Dataset entries
•••••
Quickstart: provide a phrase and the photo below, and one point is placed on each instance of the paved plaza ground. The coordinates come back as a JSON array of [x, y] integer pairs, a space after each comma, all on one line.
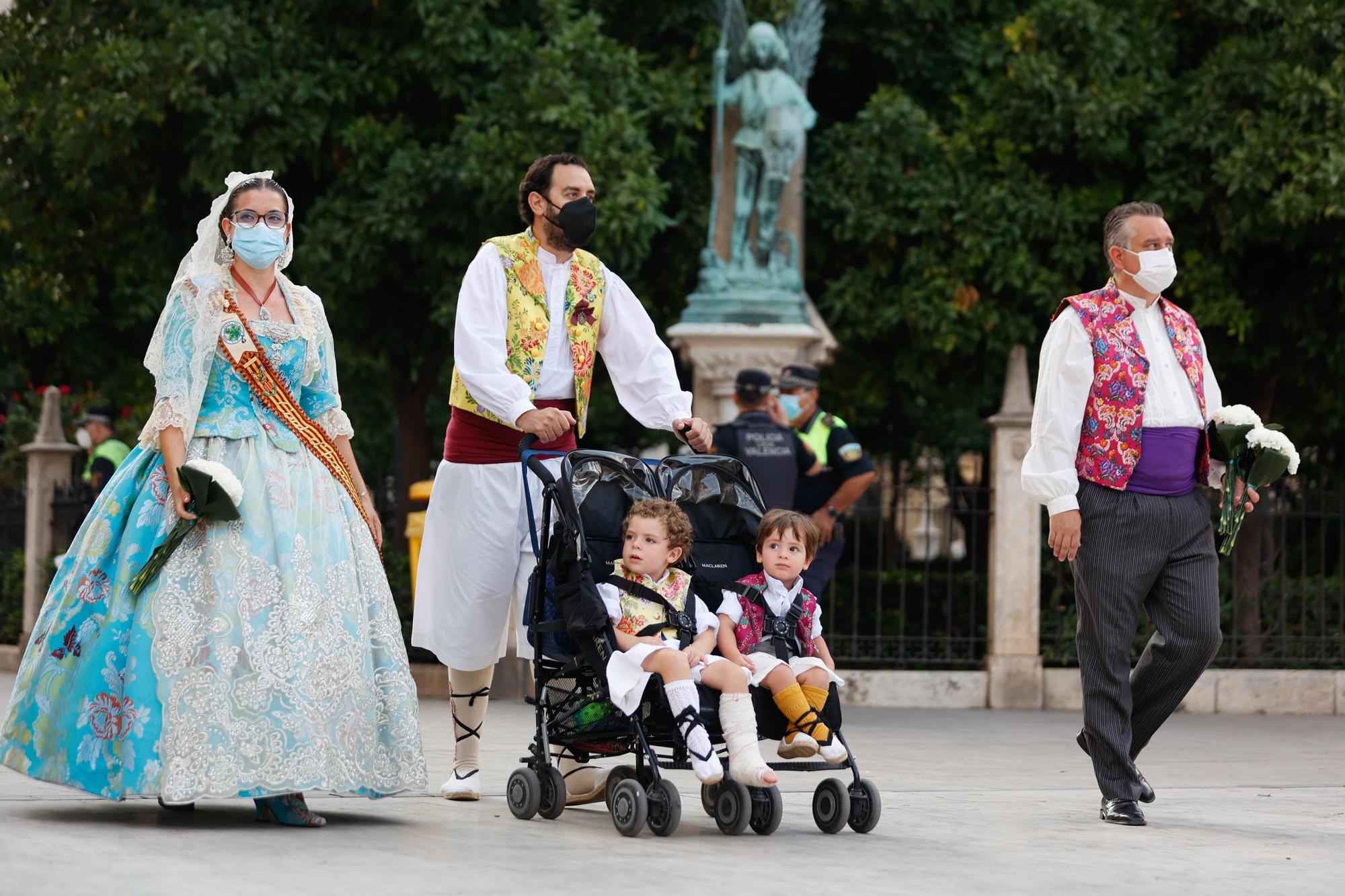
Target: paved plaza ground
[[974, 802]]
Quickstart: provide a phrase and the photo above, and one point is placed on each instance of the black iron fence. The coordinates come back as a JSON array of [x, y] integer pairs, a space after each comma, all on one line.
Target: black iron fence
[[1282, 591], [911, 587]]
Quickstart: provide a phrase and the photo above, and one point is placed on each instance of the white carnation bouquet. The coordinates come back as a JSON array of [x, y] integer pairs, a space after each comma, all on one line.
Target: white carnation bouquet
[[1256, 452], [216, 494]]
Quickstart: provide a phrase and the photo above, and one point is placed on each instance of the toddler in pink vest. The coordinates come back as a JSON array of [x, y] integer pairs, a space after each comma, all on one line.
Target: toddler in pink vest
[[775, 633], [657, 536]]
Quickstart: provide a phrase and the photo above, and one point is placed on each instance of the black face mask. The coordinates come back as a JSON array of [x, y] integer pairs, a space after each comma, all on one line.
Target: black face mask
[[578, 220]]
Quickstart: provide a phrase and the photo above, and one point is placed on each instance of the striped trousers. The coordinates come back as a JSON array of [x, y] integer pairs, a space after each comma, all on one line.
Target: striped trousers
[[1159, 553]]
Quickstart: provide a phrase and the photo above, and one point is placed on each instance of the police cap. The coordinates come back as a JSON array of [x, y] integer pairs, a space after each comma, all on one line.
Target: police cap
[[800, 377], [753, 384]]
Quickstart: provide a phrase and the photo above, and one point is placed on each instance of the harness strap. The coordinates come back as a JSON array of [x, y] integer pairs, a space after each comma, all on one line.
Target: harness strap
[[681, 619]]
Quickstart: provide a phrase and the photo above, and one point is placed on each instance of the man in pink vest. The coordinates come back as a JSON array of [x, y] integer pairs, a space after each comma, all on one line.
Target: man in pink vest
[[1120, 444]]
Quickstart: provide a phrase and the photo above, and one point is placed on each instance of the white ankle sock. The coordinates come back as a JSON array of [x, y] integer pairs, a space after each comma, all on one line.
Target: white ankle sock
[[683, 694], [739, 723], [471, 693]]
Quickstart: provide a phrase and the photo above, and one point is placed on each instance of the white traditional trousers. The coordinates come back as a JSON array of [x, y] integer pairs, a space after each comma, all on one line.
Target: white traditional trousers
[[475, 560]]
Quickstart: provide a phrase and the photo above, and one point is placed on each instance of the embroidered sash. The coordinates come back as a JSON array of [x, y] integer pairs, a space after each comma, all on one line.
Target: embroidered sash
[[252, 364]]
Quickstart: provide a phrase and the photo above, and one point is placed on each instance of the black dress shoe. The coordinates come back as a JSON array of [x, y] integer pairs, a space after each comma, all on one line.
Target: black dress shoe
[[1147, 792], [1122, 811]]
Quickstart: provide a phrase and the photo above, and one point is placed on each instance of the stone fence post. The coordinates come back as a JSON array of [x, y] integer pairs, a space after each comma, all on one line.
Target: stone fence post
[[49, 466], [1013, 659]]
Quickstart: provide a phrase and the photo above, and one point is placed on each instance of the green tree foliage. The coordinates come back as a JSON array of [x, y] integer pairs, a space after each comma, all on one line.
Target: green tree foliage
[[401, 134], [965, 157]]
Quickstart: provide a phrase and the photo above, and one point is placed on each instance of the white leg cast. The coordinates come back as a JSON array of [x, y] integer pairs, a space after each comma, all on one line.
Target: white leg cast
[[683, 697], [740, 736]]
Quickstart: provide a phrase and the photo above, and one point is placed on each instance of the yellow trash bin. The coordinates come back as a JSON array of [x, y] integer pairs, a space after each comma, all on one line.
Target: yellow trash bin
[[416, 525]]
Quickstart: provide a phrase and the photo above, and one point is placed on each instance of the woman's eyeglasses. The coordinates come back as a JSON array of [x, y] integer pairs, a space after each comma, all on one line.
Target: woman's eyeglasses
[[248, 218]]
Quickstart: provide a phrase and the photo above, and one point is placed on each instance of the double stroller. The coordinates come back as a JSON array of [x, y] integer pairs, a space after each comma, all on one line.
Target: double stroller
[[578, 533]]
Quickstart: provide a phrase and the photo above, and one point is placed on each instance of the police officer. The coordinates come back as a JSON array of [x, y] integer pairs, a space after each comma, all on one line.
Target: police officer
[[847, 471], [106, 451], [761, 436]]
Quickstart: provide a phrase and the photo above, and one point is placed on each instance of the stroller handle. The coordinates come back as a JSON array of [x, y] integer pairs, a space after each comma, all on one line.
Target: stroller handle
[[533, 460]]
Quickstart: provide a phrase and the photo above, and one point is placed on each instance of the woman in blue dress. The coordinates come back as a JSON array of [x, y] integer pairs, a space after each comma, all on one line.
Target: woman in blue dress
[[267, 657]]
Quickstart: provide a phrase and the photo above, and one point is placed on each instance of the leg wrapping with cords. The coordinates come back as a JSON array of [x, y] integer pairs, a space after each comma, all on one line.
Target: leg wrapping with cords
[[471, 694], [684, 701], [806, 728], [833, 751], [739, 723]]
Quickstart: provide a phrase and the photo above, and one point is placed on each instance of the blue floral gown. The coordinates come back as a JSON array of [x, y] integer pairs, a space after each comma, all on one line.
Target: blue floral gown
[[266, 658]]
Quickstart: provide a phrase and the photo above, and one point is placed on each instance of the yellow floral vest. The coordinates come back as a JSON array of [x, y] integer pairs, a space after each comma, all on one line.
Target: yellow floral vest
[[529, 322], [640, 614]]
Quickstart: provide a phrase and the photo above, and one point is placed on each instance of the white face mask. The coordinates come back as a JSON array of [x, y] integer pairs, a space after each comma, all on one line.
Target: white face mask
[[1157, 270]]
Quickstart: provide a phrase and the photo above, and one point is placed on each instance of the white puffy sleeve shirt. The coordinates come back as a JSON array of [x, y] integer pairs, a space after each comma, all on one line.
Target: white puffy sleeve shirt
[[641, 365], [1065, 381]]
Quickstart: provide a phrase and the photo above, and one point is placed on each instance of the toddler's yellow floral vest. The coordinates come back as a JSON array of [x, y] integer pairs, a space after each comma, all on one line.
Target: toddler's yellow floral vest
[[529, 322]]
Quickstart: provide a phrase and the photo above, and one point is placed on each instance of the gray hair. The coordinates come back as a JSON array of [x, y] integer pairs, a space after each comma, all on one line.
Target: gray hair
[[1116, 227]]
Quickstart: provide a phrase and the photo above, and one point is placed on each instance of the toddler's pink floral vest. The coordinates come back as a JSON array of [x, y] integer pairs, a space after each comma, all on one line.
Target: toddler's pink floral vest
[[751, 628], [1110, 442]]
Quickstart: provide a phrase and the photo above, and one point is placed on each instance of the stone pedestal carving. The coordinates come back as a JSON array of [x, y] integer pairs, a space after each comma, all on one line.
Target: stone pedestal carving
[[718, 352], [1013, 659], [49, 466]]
•••••
* What needs to be done:
Update all the rows above, replacing "Quickstart" with "Instructions" and keeping everything else unchanged. Omit the pictures from your answer.

* Written solution:
Instructions: provide a phrase and the photo below, and one point is placed on each instance of the paved plaza ground. The coordinates come back as a JSON array of [x, y] integer pairs, a space after each comma, all on one line.
Target: paved plaza ground
[[974, 802]]
Instructions: provide a phrase and the photo above, and one point is placed on each instance of the black iron fence. The coordinates come back as a JSON array of [x, y] integer pairs, a space after each comma, all on one line.
Target: black iron fence
[[1282, 591], [911, 587]]
Instructions: provide a phrase and the photo above, and one point is placed on each instance of the white carnation bouquet. The coordinates come back as a JSON array of [x, y] integer pairs, a space after each comma, all on one line.
Target: white carnation bouquet
[[1256, 452], [216, 494]]
Instructions: provide a phrase and the photo above, and one point is placed on each instance of the toddler in pink vest. The coordinates come back as a JSON array of [x, y] integer pairs, a space after each comma, all on one line.
Target: toddler in pink vest
[[775, 633], [657, 536]]
Instructions: provide a phrase and the photo above, and one point is placed on each instance of the black face mask. The coordinates come back as a JSON array of [x, y] integer pairs, a space after each comma, all on one line.
Target: black face mask
[[578, 220]]
Instructions: provide a phrase and the photo above, and one point is placed on each instance of the striped trousers. The coordinates come back as a JSON array of [x, y] integer pairs, a space after each comma, all on one line.
Target: striped trousers
[[1159, 553]]
Instructions: provide a phrase and the photo above, and one point is placed on each instance of the police cap. The coordinates come back as a JSON array of [x, y] integer pairs, a space after each comma, all on one line.
Target: police cap
[[800, 377], [753, 384]]
Instructions: provide a phrase and the photo above, and one point is placed on each instance of the harness strap. The coordinates come back as a JSON array of [x, y] integer pairs, a space after each comma, all on one line.
Target: harness strap
[[681, 619]]
Instructions: provide a phrase and the photo above, and one point is placed on each instance of the man in pink vest. The coordinates come back as a JSON array of [x, y] integer pairs, a space after each comma, all on one line.
Target: man in pink vest
[[1120, 444]]
Instructions: provide a phrase and the photo above, and one point is placed on each instance of the white ankle sock. The coordinates come back as a JSON array of [x, y] integer pairs, a space after each comma, all on one line.
Target: white ankle sock
[[683, 694], [739, 723], [471, 693]]
Instructions: provide a phrase and the photo above, and one point is placed on each instance of the white traditional trousers. The coordinates come back as a JSON array of [x, y] integer pairs, a space after each comma, all on one line.
Target: white traditional trousers
[[475, 560]]
Instructions: provide a phrase and the photo above, and one point is placed on each instance of the embroidered sash. The coordinates come back as a JSON array of [x, y] integer pairs, a space after each comma, all on one line.
Target: embroidered sash
[[252, 364]]
Instructions: provide a phrase and the photo above, and one point is placed on each instance of the black dress shoe. The coordinates come back as a JSON array of [x, y] integer pairs, a space after each comma, all on one line.
Target: black dress shoe
[[1147, 792], [1122, 811]]
Instructions: provide a phrase and the photo above, and one point is placed on each instance of the stone fence post. The coordinates come back as a JSON array of [x, y] integer pairs, a space after each comma, all on one line.
Target: stone fence post
[[49, 466], [1013, 659]]
Instructions: provide a phrase and the photo above, and one point is placed on each instance of the green tree foliage. The coordinates come back as a JSON array of [x, y] integer pairs, a space after each comma, all on one line.
Target: green tree foliage
[[401, 134], [965, 157]]
Instructions: provide a phrase and the photo above, and one point is placed on each instance of the white leg cast. The coordinates come back as a JSON array of [x, y] integer pairs, a space after each comma, all on one line.
Target: white leg cast
[[683, 697], [740, 736]]
Instructions: provide a phrase and the photo above, and one point is placed on each instance of the yellow trash bin. The coordinates come back as a JSON array of [x, y] integer pairs, a space after each comma, all on one line.
Target: yellow trash bin
[[416, 525]]
Instructions: provide a phrase and the photo above, and one point is placed on each instance of the woman's eyeglasses. The coordinates come back as a JSON array of [x, y] integer pairs, a space after each comma, all on one line.
Target: woman's eyeglasses
[[248, 218]]
Instructions: provide a phrase and the photo above, and one point is placed on each instance of the double stroller. The coordinates come back as a JSON array of [x, y] integer pairs, a space after each comma, all on one line.
Target: double stroller
[[578, 533]]
Instructions: provide a phrase and the photo above, and one point is placed on each instance of the police officer. The coordinates come back as a JSON array of [x, y] integer pairs, a space after each comma, all on one line.
Target: police officer
[[847, 471], [106, 451], [761, 436]]
Instructions: provide a phrase and the photo above, and one point is placed on each instance of the stroller handle. The coordinates come back as a JSON array of [x, y] integer pairs, a space after each comma, all on one line.
Target: stroller handle
[[533, 460]]
Instructions: provide a phrase and the photo above, and one point is placed on each instance of the woman in blue dress. The coordinates come back as a JSON array of [x, y] integer pairs, a space after each comma, all on one line.
Target: woman in blue dress
[[267, 657]]
Instructions: provide a phrase and the photo above, and one point is placed on each instance of the leg wrapping with cords. The coordinates come back as a JSON array of [x, y] integer pairs, a space after each comma, all on one line.
Target: leg wrapping with cords
[[471, 694], [684, 701], [806, 728], [833, 751], [739, 723]]
Instructions: provide a phrase and the photo above, and one point is placed on each instance of the blue floral gown. The coordinates come back as a JSON array of [x, y] integer pairs, a space after each comma, all on one line.
Target: blue floral gown
[[266, 658]]
Instructions: provide a phrase and the photo above, and one point is placed on each instance of the yellow floral vest. The coordinates come back as a JSON array of [x, y] integer pairs, a space after each comma, all on one line.
Target: yellow floral vest
[[529, 322], [640, 614]]
Instructions: provide a phrase and the photo above, and one point is placed on each instance of the white face mask. The coordinates come back as a JSON array of [x, y] integer pairs, a space after each comma, all on one line.
Target: white face mask
[[1157, 270]]
Instructions: provide a phrase and the photo above, and one point is placed on each instance of the white puffy sleeve shirt. The coordinates come back as a JSON array of [x, y] integer pairs, a space after each comma, all on one line.
Target: white puffy sleeve shirt
[[641, 365], [1065, 381]]
Instructions: provide a phrase and the photo above, and one point is placed on each instance of the toddler's yellow floral vest. The coordinates come back as a JSON array of [x, y] integer pairs, a space after each comma, all on one line.
Target: toddler's yellow floral vest
[[529, 322]]
Instructions: provide a phrase and the photo above, and one point is placed on each instance of the gray hair. The coordinates come back as a JSON array of [x, y] integer pairs, a space after each comma, all on one line.
Target: gray hair
[[1116, 227]]
Instructions: provide a phrase and the photo above, and one point is placed on each instance of the toddler's pink floral vest. The coordinates come back as a JSON array of [x, y] integer pairs, a space after each comma, all on one line.
Target: toddler's pink floral vest
[[751, 628], [1110, 442]]
Instructions: provide a phrase and the photo above, and one point is placed on each instance of the stone pedestal carving. The coordinates come back as a JSON array of [x, y] integer pairs, a space after each comma, all on one line.
Target: stone pedestal carving
[[718, 352], [1013, 659], [49, 466]]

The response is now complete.